What is the focus of Bronfenbrenner's ecological systems model?

Influencing child development.

What did John Locke believe that the minds of newborn infants

John Lock believed that the mind of an infant is a tabula rasa, or "blank slate", that is written upon by experience. He believed that children were not inherently good or bad, and that how they will turn out should depend entirely on how they are raised.

What do most developmentalists today believe about human development?

Nature versus nurture debate. The main question is how important is biological predisposition (nature) and environmental influences (nurture) in determining human development. Today, most developmentalists believe that most of our complex human attributes are the product of an interaction between genetic factors and environmental forces.

What is the personal fable?

The personal fable is a form of adolescent egocentrism in which the individual thinks that he and his throughs and feelings are special or unique. For example, a teenager who has just broken up with their first significant other might think that no one else has experienced anything quite like his feelings at the moment.

What did B.F. Skinner believe about our behaviors?

Skinner believed the majority of influences on behaviors are external

What does the ethological perspective on human development argue?

The ethological perspective on human development emphasizes inborn, biological behaviors. Ethologists not only believe that children display a wide variety of preprogrammed behaviors, they also claim that each of these responses promotes a particular kind of experience that will help the individual to survive and develop normally. For example, the cry of a human infant is thought to be a biologically programmed "distress signal" that brings caregivers running. Ethologists believe that the first three years are the sensitive period for human social and emotional development.

dependent variable

The measurable effect, outcome, or response in which the research is interested.

What did Watson's experiment with little Albert demonstrate?

Watson's experiment with little Albert established fears are easily acquired through learning. The bell and the rat experiment.

What are the psychosexual stages?

oral stage, anal stage, phallic stage, latency stage, genital stage From birth to one year. In the oral stage, the sex instinct centers on the mouth, as infants derive pleasure from sucking, chewing, and biting. The second stage is the anal stage from one to three years. Voluntary urination and defecation become the primary methods of gratifying the sex instinct. Toilet training produced major conflicts between children and parents. The emotional climate parents create can have lasting effects. For example, children punished for toileting accidents may become inhibited, messy or wasteful. The phallic stage from three to six years is when Freud argued that children would experience incestuous desires for the opposite-sex parent and a hostile rivalry with the same-sex parent. This is called the Oedipus complex for boys and the Electra complex for girls. In this stage, pleasure is now derived from stimulating the genitals. Anxiety stemming from this conflict causes children to internalize the sex-role characteristics and moral standards of their same-sex parental rival. The latency period from six to eleven years is the stage in which sexual urges are most likely to be repressed and sexual instincts rechanneled. Traumas of the phallic stage cause sexual conflicts to be repressed and sexual urges to rechanneled into school work and vigorous play. The ego and the superego continue to develop as the child gains more problem-solving abilities at school and internalizes societal values. The genital stage is from age twelve onward, in which puberty triggers a reawakening of sexual urges. Adolescents must now learn how to express these urges in socially acceptable ways. If development has been healthy, the mature sex instinct is satisfied by marriage and child rearing.

What are Piaget's stages of cognitive development, and what order do they occur in?

the sensorimotor stage from birth to age 2, the preoperational stage from ages 2 to 7, the concrete-operational stage from ages 7 to 11 or 12, and the formal operational stage from age 11-12 and beyond.

**Exercise details**
Extract from the developmental psychology notes everything from "the sensorimotor stage" down to "11-12 and beyond.". The listing after this point comes from a different source than the developmental psychology notes.

**Given entries**
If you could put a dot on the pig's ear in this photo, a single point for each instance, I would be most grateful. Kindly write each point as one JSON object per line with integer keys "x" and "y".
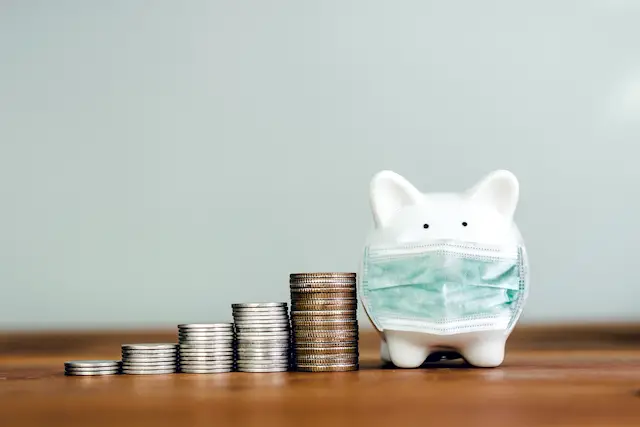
{"x": 499, "y": 189}
{"x": 388, "y": 193}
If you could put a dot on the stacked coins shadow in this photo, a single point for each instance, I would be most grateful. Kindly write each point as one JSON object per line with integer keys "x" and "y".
{"x": 324, "y": 321}
{"x": 92, "y": 367}
{"x": 149, "y": 359}
{"x": 206, "y": 348}
{"x": 263, "y": 337}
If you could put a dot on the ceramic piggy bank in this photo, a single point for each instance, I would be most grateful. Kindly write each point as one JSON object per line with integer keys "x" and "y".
{"x": 444, "y": 272}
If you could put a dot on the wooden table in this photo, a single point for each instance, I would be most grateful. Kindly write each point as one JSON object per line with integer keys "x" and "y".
{"x": 551, "y": 377}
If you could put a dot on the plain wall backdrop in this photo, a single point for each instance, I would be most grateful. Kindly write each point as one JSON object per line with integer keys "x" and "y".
{"x": 160, "y": 160}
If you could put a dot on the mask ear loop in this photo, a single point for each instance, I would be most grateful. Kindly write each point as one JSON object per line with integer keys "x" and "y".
{"x": 522, "y": 289}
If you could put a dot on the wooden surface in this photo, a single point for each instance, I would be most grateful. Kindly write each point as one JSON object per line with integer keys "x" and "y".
{"x": 588, "y": 376}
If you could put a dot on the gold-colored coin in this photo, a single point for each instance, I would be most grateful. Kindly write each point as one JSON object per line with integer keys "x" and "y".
{"x": 337, "y": 340}
{"x": 329, "y": 307}
{"x": 331, "y": 351}
{"x": 297, "y": 294}
{"x": 322, "y": 275}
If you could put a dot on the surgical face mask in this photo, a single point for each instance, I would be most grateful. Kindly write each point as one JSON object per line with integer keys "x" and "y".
{"x": 443, "y": 287}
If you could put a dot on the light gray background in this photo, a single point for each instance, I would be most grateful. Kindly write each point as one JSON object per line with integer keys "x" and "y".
{"x": 160, "y": 160}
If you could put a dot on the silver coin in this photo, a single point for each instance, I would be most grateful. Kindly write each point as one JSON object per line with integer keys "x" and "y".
{"x": 148, "y": 367}
{"x": 148, "y": 372}
{"x": 224, "y": 325}
{"x": 222, "y": 333}
{"x": 150, "y": 363}
{"x": 261, "y": 352}
{"x": 149, "y": 346}
{"x": 149, "y": 357}
{"x": 91, "y": 373}
{"x": 188, "y": 370}
{"x": 261, "y": 319}
{"x": 214, "y": 336}
{"x": 99, "y": 368}
{"x": 187, "y": 355}
{"x": 259, "y": 322}
{"x": 261, "y": 327}
{"x": 263, "y": 370}
{"x": 259, "y": 314}
{"x": 205, "y": 365}
{"x": 263, "y": 344}
{"x": 149, "y": 353}
{"x": 259, "y": 304}
{"x": 261, "y": 365}
{"x": 218, "y": 348}
{"x": 222, "y": 351}
{"x": 282, "y": 333}
{"x": 206, "y": 359}
{"x": 206, "y": 341}
{"x": 263, "y": 330}
{"x": 265, "y": 360}
{"x": 92, "y": 363}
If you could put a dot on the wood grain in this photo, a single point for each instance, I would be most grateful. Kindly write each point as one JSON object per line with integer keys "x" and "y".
{"x": 552, "y": 376}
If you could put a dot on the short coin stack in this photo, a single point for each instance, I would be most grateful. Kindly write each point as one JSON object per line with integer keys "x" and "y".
{"x": 149, "y": 359}
{"x": 263, "y": 337}
{"x": 92, "y": 367}
{"x": 206, "y": 348}
{"x": 324, "y": 321}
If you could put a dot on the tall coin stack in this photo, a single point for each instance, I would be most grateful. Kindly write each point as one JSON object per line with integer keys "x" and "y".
{"x": 206, "y": 348}
{"x": 146, "y": 359}
{"x": 263, "y": 337}
{"x": 324, "y": 321}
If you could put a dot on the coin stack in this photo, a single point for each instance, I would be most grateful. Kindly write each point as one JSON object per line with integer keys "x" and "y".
{"x": 324, "y": 321}
{"x": 148, "y": 359}
{"x": 206, "y": 348}
{"x": 263, "y": 337}
{"x": 92, "y": 367}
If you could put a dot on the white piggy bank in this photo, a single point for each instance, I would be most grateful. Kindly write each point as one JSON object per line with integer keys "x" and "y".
{"x": 466, "y": 294}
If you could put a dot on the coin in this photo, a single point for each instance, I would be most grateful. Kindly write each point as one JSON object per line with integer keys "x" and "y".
{"x": 205, "y": 365}
{"x": 262, "y": 329}
{"x": 92, "y": 363}
{"x": 188, "y": 370}
{"x": 148, "y": 371}
{"x": 315, "y": 275}
{"x": 243, "y": 352}
{"x": 208, "y": 334}
{"x": 208, "y": 326}
{"x": 263, "y": 344}
{"x": 206, "y": 357}
{"x": 76, "y": 373}
{"x": 327, "y": 359}
{"x": 149, "y": 346}
{"x": 263, "y": 370}
{"x": 349, "y": 314}
{"x": 332, "y": 307}
{"x": 209, "y": 340}
{"x": 327, "y": 368}
{"x": 207, "y": 352}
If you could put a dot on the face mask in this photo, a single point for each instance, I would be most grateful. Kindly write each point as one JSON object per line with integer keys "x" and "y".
{"x": 443, "y": 287}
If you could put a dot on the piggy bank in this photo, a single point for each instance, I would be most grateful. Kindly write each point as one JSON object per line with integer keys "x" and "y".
{"x": 444, "y": 272}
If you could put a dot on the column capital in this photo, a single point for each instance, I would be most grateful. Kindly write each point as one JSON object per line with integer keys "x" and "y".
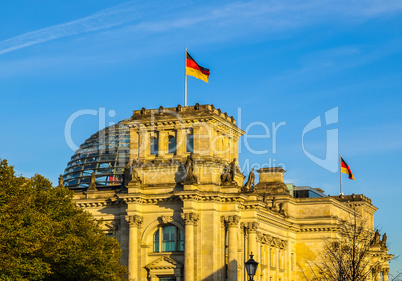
{"x": 190, "y": 218}
{"x": 233, "y": 221}
{"x": 252, "y": 227}
{"x": 135, "y": 220}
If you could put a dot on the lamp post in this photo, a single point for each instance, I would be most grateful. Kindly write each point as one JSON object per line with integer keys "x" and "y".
{"x": 251, "y": 267}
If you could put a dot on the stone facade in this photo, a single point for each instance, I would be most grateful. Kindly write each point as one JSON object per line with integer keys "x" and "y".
{"x": 183, "y": 212}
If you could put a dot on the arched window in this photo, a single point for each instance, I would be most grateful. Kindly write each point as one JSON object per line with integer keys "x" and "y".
{"x": 168, "y": 238}
{"x": 154, "y": 145}
{"x": 172, "y": 144}
{"x": 190, "y": 142}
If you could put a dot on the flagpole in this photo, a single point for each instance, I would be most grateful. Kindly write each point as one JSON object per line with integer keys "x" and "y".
{"x": 185, "y": 77}
{"x": 340, "y": 171}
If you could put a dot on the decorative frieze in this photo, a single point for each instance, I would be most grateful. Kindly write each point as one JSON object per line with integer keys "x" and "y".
{"x": 165, "y": 219}
{"x": 190, "y": 218}
{"x": 233, "y": 221}
{"x": 252, "y": 226}
{"x": 135, "y": 220}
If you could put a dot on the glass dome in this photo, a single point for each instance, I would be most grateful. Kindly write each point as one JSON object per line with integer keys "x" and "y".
{"x": 105, "y": 153}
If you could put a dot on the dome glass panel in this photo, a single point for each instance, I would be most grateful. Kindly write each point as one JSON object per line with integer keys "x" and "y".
{"x": 105, "y": 153}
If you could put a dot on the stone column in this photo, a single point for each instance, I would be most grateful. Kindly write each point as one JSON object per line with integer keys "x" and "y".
{"x": 385, "y": 273}
{"x": 143, "y": 138}
{"x": 162, "y": 142}
{"x": 134, "y": 223}
{"x": 252, "y": 238}
{"x": 376, "y": 273}
{"x": 180, "y": 140}
{"x": 190, "y": 220}
{"x": 233, "y": 229}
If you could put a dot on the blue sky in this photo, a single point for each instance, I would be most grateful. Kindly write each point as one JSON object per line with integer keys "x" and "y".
{"x": 270, "y": 61}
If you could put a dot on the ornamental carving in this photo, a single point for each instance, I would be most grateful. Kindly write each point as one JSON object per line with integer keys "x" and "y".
{"x": 189, "y": 218}
{"x": 233, "y": 221}
{"x": 135, "y": 220}
{"x": 189, "y": 166}
{"x": 165, "y": 219}
{"x": 250, "y": 183}
{"x": 130, "y": 174}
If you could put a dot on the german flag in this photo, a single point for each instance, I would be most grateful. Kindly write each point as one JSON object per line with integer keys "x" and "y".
{"x": 346, "y": 170}
{"x": 194, "y": 69}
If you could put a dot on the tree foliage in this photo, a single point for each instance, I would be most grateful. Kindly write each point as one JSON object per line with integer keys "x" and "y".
{"x": 349, "y": 257}
{"x": 44, "y": 236}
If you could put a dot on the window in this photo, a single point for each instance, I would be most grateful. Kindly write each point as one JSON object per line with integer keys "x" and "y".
{"x": 190, "y": 142}
{"x": 172, "y": 144}
{"x": 168, "y": 238}
{"x": 154, "y": 145}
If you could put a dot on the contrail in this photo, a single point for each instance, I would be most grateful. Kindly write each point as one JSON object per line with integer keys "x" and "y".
{"x": 104, "y": 19}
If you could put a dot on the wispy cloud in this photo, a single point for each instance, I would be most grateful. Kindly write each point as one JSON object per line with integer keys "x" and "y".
{"x": 104, "y": 19}
{"x": 235, "y": 18}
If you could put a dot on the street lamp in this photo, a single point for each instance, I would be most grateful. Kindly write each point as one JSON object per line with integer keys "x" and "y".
{"x": 251, "y": 267}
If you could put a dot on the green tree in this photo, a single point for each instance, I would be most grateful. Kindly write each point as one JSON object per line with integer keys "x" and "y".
{"x": 44, "y": 236}
{"x": 353, "y": 256}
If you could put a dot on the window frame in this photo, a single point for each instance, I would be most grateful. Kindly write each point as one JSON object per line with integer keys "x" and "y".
{"x": 158, "y": 244}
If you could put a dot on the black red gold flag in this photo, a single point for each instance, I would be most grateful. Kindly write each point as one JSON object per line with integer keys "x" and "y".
{"x": 346, "y": 170}
{"x": 194, "y": 69}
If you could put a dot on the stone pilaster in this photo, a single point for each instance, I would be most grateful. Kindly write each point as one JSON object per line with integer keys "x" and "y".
{"x": 134, "y": 223}
{"x": 233, "y": 229}
{"x": 385, "y": 274}
{"x": 190, "y": 219}
{"x": 162, "y": 142}
{"x": 252, "y": 238}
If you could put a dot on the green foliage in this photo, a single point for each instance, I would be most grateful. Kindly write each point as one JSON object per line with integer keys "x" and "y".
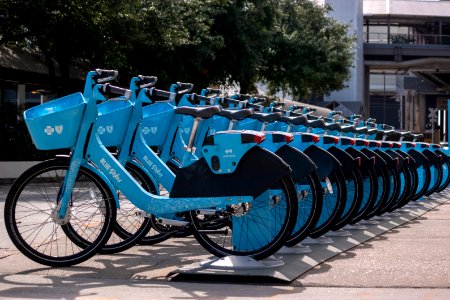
{"x": 290, "y": 44}
{"x": 310, "y": 53}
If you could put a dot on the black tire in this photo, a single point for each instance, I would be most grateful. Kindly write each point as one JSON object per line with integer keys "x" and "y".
{"x": 436, "y": 178}
{"x": 270, "y": 236}
{"x": 31, "y": 200}
{"x": 310, "y": 201}
{"x": 354, "y": 183}
{"x": 445, "y": 175}
{"x": 333, "y": 204}
{"x": 423, "y": 180}
{"x": 370, "y": 192}
{"x": 383, "y": 191}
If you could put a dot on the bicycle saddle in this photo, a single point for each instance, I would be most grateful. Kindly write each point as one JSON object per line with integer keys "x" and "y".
{"x": 347, "y": 128}
{"x": 236, "y": 114}
{"x": 371, "y": 131}
{"x": 332, "y": 126}
{"x": 361, "y": 130}
{"x": 203, "y": 112}
{"x": 319, "y": 123}
{"x": 298, "y": 120}
{"x": 267, "y": 118}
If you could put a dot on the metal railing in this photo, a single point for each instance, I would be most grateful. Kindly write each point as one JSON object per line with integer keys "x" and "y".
{"x": 410, "y": 39}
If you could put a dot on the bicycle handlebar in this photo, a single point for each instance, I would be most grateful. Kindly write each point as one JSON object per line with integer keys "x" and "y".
{"x": 158, "y": 93}
{"x": 104, "y": 76}
{"x": 147, "y": 81}
{"x": 111, "y": 89}
{"x": 184, "y": 87}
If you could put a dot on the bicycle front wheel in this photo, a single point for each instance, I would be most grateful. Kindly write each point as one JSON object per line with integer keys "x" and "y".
{"x": 30, "y": 206}
{"x": 257, "y": 229}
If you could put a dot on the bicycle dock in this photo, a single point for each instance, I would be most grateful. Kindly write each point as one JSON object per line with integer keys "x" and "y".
{"x": 286, "y": 268}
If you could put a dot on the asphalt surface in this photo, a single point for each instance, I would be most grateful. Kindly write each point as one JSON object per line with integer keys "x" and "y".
{"x": 411, "y": 261}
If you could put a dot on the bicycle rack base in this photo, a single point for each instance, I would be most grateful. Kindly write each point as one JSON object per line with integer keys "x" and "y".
{"x": 340, "y": 232}
{"x": 297, "y": 249}
{"x": 241, "y": 263}
{"x": 293, "y": 266}
{"x": 356, "y": 227}
{"x": 321, "y": 240}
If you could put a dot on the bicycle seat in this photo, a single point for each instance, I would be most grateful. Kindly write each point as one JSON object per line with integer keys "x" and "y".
{"x": 332, "y": 126}
{"x": 409, "y": 144}
{"x": 361, "y": 130}
{"x": 267, "y": 118}
{"x": 236, "y": 114}
{"x": 298, "y": 120}
{"x": 203, "y": 112}
{"x": 418, "y": 136}
{"x": 347, "y": 128}
{"x": 319, "y": 123}
{"x": 371, "y": 131}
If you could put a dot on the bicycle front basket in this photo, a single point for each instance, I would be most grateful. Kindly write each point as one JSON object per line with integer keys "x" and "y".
{"x": 55, "y": 124}
{"x": 156, "y": 120}
{"x": 112, "y": 121}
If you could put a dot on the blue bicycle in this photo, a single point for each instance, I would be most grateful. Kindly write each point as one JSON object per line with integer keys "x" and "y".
{"x": 62, "y": 211}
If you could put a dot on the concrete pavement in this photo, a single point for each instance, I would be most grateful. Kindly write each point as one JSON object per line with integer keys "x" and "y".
{"x": 411, "y": 261}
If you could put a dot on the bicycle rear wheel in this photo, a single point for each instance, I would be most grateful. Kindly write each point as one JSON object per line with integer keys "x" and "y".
{"x": 310, "y": 201}
{"x": 29, "y": 221}
{"x": 334, "y": 200}
{"x": 257, "y": 229}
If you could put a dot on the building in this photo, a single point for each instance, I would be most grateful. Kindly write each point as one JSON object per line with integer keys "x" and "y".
{"x": 401, "y": 74}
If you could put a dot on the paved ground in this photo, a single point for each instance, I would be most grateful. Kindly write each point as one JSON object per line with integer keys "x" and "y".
{"x": 408, "y": 262}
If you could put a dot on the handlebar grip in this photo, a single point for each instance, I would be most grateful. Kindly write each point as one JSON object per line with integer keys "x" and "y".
{"x": 336, "y": 113}
{"x": 201, "y": 98}
{"x": 258, "y": 99}
{"x": 214, "y": 91}
{"x": 277, "y": 104}
{"x": 105, "y": 75}
{"x": 111, "y": 89}
{"x": 184, "y": 88}
{"x": 159, "y": 93}
{"x": 147, "y": 81}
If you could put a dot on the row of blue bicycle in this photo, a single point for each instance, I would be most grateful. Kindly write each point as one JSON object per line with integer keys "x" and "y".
{"x": 244, "y": 179}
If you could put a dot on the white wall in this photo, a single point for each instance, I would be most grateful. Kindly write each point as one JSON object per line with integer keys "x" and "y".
{"x": 350, "y": 11}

**Answer area**
the sensorimotor stage from birth to age 2, the preoperational stage from ages 2 to 7, the concrete-operational stage from ages 7 to 11 or 12, and the formal operational stage from age 11-12 and beyond.